[WHAT YOU NEED TO DO] Pictures should be left out when the listing below is repeated word for word.

[EXERCISE MATERIAL]
==================================================

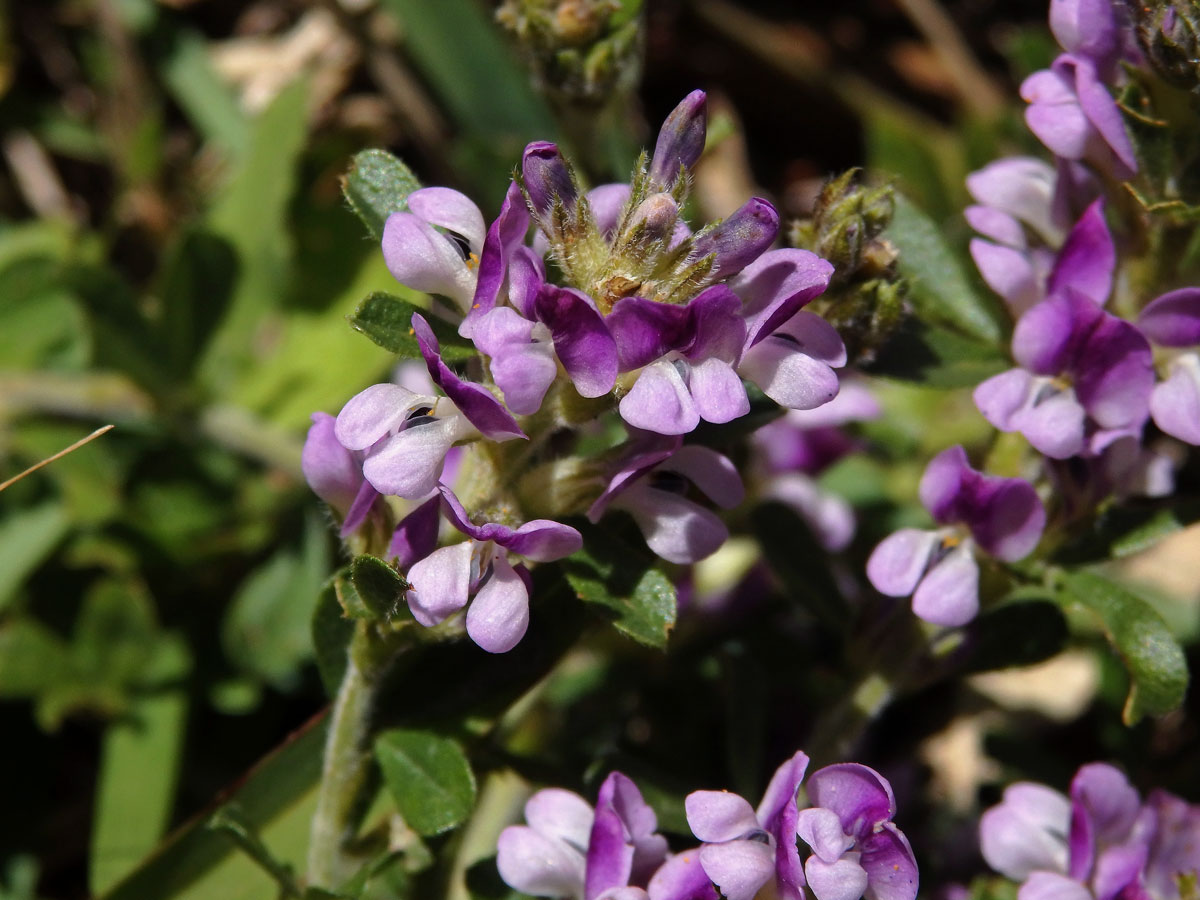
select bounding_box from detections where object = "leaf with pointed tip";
[342,150,422,241]
[347,292,477,362]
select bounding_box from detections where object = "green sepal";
[350,555,409,622]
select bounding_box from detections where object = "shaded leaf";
[1054,499,1200,564]
[347,292,477,362]
[865,316,1008,388]
[341,149,422,241]
[312,583,355,697]
[1058,570,1188,724]
[751,502,849,634]
[0,502,70,614]
[960,600,1068,674]
[374,728,477,836]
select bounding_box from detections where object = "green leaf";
[374,728,477,836]
[562,522,677,648]
[341,149,422,241]
[0,502,70,613]
[155,229,239,382]
[154,25,249,159]
[312,583,355,697]
[888,194,1005,345]
[865,316,1008,388]
[1054,499,1200,564]
[348,292,477,362]
[0,619,70,698]
[351,555,408,621]
[960,600,1068,674]
[333,568,374,621]
[206,805,301,897]
[222,511,330,689]
[1058,570,1189,724]
[89,638,191,895]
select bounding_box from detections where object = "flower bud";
[627,192,680,243]
[688,197,779,278]
[522,141,578,216]
[648,90,707,190]
[1132,1,1200,91]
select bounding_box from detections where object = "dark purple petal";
[1073,313,1154,429]
[341,480,380,537]
[1137,287,1200,348]
[697,841,775,900]
[303,412,364,513]
[390,494,441,569]
[911,544,980,626]
[497,824,587,898]
[648,90,707,190]
[918,445,971,524]
[805,764,897,838]
[866,529,938,598]
[405,541,474,627]
[979,783,1071,880]
[598,773,668,886]
[523,141,576,215]
[412,313,526,440]
[535,285,619,397]
[683,286,746,363]
[758,750,809,900]
[689,199,780,279]
[608,298,692,371]
[508,246,547,320]
[1012,292,1098,375]
[1047,199,1114,305]
[586,435,680,523]
[858,823,919,900]
[685,791,760,843]
[462,182,532,333]
[1150,355,1200,444]
[466,554,529,653]
[1068,763,1141,878]
[731,249,835,350]
[968,477,1046,562]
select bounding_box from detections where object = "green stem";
[307,623,405,889]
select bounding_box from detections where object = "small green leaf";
[866,317,1008,387]
[0,620,70,698]
[961,600,1068,674]
[0,502,70,613]
[1058,570,1189,724]
[1054,499,1200,564]
[350,555,408,621]
[562,522,677,648]
[341,149,422,241]
[333,569,373,620]
[374,728,477,836]
[888,194,1005,345]
[347,292,477,362]
[312,583,355,696]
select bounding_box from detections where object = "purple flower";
[683,750,810,900]
[974,288,1155,459]
[460,181,533,337]
[587,436,744,564]
[497,772,668,900]
[796,763,918,900]
[382,187,487,314]
[302,411,379,537]
[1137,287,1200,445]
[1049,0,1127,77]
[1020,54,1137,180]
[404,486,581,652]
[867,446,1045,626]
[980,763,1199,900]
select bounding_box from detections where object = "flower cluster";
[496,752,918,900]
[303,90,848,651]
[980,762,1200,900]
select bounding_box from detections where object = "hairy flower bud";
[522,141,578,216]
[1131,0,1200,91]
[689,197,780,278]
[648,90,707,190]
[627,192,680,243]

==================================================

[ANSWER]
select bounding_box from detections where object = "leaf with pointed tip";
[342,150,422,241]
[347,292,477,362]
select bounding_box from detections where object = "green sepal";
[350,555,409,622]
select bounding_box from detections where object = "shaded leaf";
[1054,499,1200,564]
[347,292,477,362]
[865,316,1008,388]
[341,149,422,241]
[312,583,355,697]
[1058,570,1188,724]
[751,502,849,634]
[0,502,70,614]
[960,600,1068,674]
[374,728,477,836]
select bounding_box from detections where object = "green leaf";
[374,728,477,836]
[562,522,677,648]
[341,149,422,241]
[0,502,70,613]
[155,229,239,382]
[154,25,249,159]
[312,583,355,697]
[888,194,1005,345]
[865,316,1008,388]
[1054,499,1200,564]
[348,292,477,362]
[0,619,70,698]
[351,555,408,621]
[960,600,1068,674]
[333,568,374,621]
[206,805,301,897]
[222,511,330,689]
[1058,570,1189,724]
[89,638,191,895]
select bounding_box from detections where object = "flower bud";
[627,192,680,243]
[688,197,779,278]
[522,141,578,216]
[648,90,707,190]
[1132,1,1200,91]
select bounding_box from detections where object = "dark purple petal";
[1073,313,1154,429]
[341,480,380,537]
[1137,287,1200,348]
[697,841,775,900]
[303,412,364,513]
[390,494,441,569]
[911,544,980,626]
[497,824,587,898]
[648,90,707,190]
[918,445,971,524]
[805,764,897,838]
[866,529,938,598]
[405,541,474,627]
[979,783,1071,880]
[598,773,668,886]
[523,141,576,215]
[412,313,526,440]
[535,285,619,397]
[683,286,746,363]
[758,750,809,900]
[689,199,780,279]
[608,298,692,371]
[508,246,547,320]
[1012,292,1098,375]
[1047,199,1114,305]
[586,435,680,523]
[858,823,919,900]
[685,791,760,843]
[462,182,532,333]
[1150,355,1200,444]
[466,554,529,653]
[1068,763,1141,878]
[731,249,835,350]
[968,477,1046,562]
select bounding_box from detections where object = "green stem";
[307,623,405,889]
select bounding_box from detections where object = "small green leaf";
[866,317,1008,387]
[0,620,70,698]
[961,600,1068,674]
[0,502,70,613]
[1058,570,1189,724]
[1054,499,1200,564]
[350,555,408,621]
[562,522,677,648]
[341,149,422,241]
[333,569,373,620]
[374,728,477,836]
[888,194,1005,345]
[347,292,477,362]
[312,583,355,696]
select bounding_box from detections where object = "purple flower";
[683,750,810,900]
[974,288,1155,459]
[460,181,533,337]
[587,436,744,564]
[497,772,668,900]
[796,763,918,900]
[382,187,487,314]
[302,411,379,537]
[1137,287,1200,445]
[1049,0,1127,77]
[1020,54,1137,180]
[404,486,581,652]
[867,446,1045,626]
[980,763,1199,900]
select bounding_box from detections where object = "flower cluster";
[496,752,918,900]
[303,90,848,651]
[980,762,1200,900]
select bounding_box from detections where object = "hairy flower bud";
[522,141,578,216]
[1131,0,1200,91]
[689,197,780,278]
[648,90,707,190]
[627,192,680,243]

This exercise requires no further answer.